_Job_:
Report each line in the items below that contains the string "patch", treating uppercase and lowercase letters as distinct.
==================================================
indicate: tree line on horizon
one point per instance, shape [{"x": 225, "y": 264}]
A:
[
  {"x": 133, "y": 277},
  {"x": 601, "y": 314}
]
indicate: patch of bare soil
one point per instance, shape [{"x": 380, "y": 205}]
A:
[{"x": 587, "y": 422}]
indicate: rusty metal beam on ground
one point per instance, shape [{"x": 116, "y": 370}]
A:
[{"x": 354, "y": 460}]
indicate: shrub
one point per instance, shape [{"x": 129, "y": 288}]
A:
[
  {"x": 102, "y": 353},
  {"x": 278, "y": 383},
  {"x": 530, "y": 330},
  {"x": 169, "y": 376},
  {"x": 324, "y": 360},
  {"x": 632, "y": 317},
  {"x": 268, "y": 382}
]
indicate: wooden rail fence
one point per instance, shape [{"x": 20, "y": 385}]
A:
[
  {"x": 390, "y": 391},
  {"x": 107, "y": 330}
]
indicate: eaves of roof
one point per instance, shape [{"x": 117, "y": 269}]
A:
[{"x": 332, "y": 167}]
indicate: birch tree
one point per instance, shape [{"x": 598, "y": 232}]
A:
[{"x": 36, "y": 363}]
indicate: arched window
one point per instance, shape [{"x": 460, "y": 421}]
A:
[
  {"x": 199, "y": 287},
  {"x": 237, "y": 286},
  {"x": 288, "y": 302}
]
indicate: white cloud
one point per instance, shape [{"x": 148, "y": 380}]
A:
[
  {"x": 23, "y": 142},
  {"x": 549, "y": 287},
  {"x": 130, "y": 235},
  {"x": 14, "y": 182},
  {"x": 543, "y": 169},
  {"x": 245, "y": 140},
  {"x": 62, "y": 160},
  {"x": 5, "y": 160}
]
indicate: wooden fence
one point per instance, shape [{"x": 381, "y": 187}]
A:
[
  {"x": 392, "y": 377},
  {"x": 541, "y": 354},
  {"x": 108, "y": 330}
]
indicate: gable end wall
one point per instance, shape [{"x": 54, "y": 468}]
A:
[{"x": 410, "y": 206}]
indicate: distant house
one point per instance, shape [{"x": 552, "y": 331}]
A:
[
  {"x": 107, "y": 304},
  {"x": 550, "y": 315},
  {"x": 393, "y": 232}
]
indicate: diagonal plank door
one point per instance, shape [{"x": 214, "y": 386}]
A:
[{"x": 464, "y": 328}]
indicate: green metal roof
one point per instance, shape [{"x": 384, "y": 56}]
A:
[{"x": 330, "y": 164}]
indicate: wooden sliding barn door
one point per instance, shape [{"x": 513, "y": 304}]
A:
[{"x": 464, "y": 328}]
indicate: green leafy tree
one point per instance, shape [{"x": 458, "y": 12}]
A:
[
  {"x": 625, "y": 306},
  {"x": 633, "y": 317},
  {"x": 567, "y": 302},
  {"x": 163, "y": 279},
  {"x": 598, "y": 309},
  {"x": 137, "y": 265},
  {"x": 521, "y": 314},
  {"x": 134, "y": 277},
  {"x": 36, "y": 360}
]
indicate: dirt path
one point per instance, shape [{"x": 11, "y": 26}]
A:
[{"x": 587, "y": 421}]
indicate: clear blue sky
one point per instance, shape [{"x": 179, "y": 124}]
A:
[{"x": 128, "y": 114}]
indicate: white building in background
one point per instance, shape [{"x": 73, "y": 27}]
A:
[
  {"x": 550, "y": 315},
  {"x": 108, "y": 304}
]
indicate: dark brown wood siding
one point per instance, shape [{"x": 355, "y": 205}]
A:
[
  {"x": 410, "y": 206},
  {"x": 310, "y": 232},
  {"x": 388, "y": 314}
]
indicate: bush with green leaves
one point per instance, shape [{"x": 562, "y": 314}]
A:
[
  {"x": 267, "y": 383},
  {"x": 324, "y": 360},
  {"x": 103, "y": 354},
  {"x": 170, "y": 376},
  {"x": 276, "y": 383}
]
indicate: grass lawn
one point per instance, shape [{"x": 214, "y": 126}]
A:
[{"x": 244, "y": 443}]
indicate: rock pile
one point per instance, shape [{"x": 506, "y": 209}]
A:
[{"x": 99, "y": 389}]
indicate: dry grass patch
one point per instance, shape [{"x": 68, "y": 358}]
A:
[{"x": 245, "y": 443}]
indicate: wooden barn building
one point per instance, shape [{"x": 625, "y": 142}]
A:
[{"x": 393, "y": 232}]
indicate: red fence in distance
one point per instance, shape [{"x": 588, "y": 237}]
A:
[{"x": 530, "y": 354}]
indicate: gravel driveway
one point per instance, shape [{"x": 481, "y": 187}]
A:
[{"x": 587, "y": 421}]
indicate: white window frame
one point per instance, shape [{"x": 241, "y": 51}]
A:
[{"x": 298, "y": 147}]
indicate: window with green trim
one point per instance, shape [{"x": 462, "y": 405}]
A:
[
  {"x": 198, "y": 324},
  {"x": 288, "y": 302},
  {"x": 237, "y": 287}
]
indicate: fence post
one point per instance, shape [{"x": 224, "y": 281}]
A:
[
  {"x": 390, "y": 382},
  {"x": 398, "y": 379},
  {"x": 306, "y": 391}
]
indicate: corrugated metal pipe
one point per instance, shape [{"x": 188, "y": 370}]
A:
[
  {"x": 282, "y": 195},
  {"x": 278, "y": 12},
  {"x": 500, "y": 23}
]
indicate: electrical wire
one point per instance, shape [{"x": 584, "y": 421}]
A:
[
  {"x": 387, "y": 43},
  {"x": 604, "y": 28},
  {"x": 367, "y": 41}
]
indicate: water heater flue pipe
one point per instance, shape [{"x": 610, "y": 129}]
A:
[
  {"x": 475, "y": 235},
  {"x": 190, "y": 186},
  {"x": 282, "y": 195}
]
==================================================
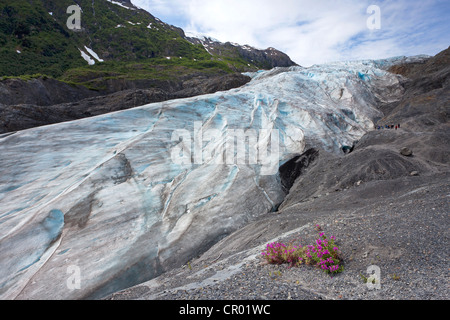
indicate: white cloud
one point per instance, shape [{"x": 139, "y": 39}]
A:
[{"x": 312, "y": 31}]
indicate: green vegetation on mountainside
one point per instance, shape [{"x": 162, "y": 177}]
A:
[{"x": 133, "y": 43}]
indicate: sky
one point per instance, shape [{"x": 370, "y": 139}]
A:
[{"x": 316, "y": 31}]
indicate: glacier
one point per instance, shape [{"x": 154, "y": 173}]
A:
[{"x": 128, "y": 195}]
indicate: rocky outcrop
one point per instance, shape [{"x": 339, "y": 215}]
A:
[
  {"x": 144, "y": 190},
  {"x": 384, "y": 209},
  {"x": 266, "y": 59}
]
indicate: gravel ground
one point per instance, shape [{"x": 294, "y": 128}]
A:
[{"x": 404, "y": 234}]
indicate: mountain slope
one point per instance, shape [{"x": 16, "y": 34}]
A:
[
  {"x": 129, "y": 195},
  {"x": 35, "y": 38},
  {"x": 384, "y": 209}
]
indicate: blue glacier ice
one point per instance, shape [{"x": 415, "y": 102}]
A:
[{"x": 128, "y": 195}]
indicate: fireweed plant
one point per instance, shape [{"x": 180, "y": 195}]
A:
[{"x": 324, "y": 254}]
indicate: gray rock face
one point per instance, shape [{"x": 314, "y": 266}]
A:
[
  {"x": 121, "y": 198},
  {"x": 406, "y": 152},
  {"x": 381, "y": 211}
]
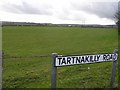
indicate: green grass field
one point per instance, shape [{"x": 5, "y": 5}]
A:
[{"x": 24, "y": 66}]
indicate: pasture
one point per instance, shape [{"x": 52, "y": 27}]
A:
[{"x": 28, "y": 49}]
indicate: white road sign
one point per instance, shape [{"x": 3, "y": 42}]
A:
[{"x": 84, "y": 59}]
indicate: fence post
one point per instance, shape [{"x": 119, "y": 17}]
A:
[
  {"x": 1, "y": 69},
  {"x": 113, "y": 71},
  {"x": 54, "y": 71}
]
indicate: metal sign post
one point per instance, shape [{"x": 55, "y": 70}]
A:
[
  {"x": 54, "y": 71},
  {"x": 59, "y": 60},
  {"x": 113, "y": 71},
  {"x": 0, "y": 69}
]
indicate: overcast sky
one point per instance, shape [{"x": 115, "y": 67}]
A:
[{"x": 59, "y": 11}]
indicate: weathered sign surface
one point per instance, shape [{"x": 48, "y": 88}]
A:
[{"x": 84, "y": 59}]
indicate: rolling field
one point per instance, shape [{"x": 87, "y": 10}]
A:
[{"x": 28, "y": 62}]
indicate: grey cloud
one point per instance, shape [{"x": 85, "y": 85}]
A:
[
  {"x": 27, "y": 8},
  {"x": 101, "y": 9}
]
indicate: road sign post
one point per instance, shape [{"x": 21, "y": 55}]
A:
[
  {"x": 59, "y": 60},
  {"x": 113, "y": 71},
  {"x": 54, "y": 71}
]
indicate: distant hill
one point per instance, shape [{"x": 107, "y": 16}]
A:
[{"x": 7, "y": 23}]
==================================================
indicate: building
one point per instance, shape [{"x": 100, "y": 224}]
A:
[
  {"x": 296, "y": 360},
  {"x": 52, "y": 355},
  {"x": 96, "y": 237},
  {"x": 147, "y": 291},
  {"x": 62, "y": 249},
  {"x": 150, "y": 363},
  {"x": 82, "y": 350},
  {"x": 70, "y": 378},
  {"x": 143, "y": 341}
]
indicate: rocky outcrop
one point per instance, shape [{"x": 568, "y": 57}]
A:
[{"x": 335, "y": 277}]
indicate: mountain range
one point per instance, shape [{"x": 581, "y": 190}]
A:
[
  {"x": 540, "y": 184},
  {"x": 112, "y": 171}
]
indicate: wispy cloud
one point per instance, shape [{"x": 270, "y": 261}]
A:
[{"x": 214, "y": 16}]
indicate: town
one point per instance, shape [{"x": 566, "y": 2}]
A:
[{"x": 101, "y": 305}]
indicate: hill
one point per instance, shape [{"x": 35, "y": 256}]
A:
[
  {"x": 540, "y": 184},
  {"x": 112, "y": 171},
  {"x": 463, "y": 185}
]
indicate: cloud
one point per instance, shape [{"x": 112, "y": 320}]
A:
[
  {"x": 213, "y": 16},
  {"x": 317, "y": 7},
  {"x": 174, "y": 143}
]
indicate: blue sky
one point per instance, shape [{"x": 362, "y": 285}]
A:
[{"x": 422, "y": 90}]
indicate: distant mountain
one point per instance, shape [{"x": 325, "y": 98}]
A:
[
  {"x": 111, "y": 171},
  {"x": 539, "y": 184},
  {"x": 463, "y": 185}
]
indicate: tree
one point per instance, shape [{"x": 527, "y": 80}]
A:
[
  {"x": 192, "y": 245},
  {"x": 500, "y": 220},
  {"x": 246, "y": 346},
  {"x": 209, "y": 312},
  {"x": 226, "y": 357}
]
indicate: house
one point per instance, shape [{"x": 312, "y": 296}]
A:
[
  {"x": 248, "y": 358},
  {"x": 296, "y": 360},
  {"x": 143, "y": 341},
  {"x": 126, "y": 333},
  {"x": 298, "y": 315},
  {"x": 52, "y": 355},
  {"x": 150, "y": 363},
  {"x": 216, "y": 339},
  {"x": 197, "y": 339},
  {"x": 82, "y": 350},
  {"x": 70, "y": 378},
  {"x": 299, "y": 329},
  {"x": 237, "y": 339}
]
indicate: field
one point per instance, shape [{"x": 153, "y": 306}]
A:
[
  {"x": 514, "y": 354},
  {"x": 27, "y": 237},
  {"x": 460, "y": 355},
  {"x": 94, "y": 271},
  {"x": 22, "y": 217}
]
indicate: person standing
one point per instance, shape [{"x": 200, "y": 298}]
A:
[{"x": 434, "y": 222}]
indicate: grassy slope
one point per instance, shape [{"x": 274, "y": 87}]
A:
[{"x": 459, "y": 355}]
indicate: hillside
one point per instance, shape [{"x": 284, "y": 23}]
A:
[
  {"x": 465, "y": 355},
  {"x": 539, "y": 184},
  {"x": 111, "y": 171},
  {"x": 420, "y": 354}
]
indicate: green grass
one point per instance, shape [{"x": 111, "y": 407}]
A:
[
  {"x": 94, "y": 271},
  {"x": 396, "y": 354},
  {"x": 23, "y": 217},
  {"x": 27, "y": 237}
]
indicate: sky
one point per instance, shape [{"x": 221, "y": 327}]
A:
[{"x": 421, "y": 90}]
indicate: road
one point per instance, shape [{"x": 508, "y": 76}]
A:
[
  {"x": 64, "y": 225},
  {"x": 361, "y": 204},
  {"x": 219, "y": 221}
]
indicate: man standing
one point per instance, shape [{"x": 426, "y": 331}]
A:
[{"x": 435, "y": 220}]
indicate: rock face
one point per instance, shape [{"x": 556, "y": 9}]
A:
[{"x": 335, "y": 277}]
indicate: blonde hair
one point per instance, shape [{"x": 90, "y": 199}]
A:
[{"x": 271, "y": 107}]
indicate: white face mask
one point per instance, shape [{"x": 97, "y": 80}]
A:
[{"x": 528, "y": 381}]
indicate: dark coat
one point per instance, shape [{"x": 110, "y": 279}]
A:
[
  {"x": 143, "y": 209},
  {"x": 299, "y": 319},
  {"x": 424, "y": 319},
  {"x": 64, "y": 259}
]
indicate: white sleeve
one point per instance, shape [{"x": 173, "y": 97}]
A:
==================================================
_Solution to this problem_:
indicate: patch of bare soil
indicate: dry grass patch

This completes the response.